:: Records provided ::
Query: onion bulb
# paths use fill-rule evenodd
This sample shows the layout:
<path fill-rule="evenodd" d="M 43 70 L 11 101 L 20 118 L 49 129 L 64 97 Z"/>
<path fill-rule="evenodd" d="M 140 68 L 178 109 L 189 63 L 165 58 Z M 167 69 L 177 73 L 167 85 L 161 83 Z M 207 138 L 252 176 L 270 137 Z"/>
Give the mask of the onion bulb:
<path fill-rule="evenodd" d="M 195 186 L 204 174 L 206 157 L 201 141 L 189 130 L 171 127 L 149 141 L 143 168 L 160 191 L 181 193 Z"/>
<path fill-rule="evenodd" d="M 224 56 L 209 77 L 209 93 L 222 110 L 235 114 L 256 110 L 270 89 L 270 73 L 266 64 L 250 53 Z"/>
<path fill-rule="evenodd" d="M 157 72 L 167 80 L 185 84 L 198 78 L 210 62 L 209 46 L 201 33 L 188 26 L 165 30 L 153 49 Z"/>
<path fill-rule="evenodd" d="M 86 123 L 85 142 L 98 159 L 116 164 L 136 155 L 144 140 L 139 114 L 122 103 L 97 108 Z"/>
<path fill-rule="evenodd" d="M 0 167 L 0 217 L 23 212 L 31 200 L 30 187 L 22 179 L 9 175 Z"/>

:: The exercise ::
Reproduce every line of the records above, changing nothing.

:: Finished answer ::
Query: onion bulb
# paths use fill-rule evenodd
This sample shows the layout:
<path fill-rule="evenodd" d="M 43 70 L 11 101 L 20 118 L 49 129 L 64 97 Z"/>
<path fill-rule="evenodd" d="M 140 68 L 178 109 L 189 63 L 165 58 Z M 167 69 L 177 73 L 167 85 L 161 83 Z M 207 138 L 252 176 L 270 137 Z"/>
Give the mask of the onion bulb:
<path fill-rule="evenodd" d="M 195 186 L 204 174 L 206 157 L 201 141 L 189 130 L 171 127 L 149 141 L 143 168 L 160 191 L 181 193 Z"/>
<path fill-rule="evenodd" d="M 224 56 L 209 77 L 209 93 L 222 110 L 235 114 L 256 110 L 270 89 L 270 73 L 266 64 L 250 53 Z"/>
<path fill-rule="evenodd" d="M 157 72 L 167 80 L 185 84 L 198 78 L 210 62 L 209 46 L 201 33 L 188 26 L 165 30 L 153 49 Z"/>
<path fill-rule="evenodd" d="M 86 123 L 85 142 L 98 159 L 116 164 L 136 155 L 144 140 L 139 114 L 122 103 L 97 108 Z"/>
<path fill-rule="evenodd" d="M 0 167 L 0 217 L 23 212 L 31 200 L 30 187 L 22 179 L 9 175 Z"/>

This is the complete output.